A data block
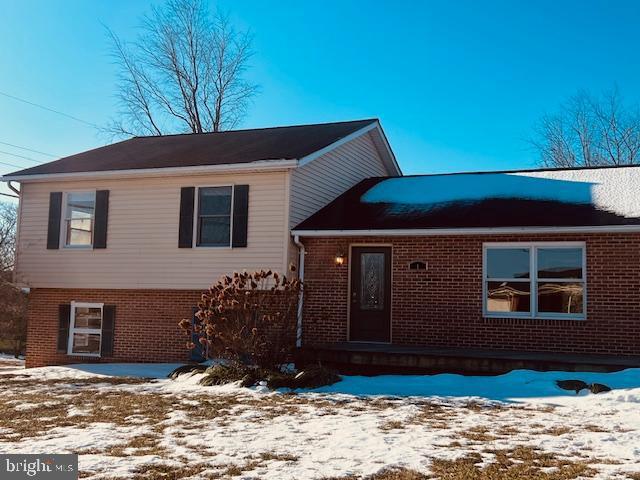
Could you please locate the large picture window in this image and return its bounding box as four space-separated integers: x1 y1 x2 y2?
196 186 233 247
64 192 96 247
67 303 103 357
483 243 586 319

Exercise goal
Copy the listing above line for line, leaving out the pictures.

Full output
Could you please locate the large picture window in this image and return its bounding box as four space-separated integers: x1 y1 x2 y2?
196 186 233 247
64 192 96 247
67 303 103 357
483 243 586 319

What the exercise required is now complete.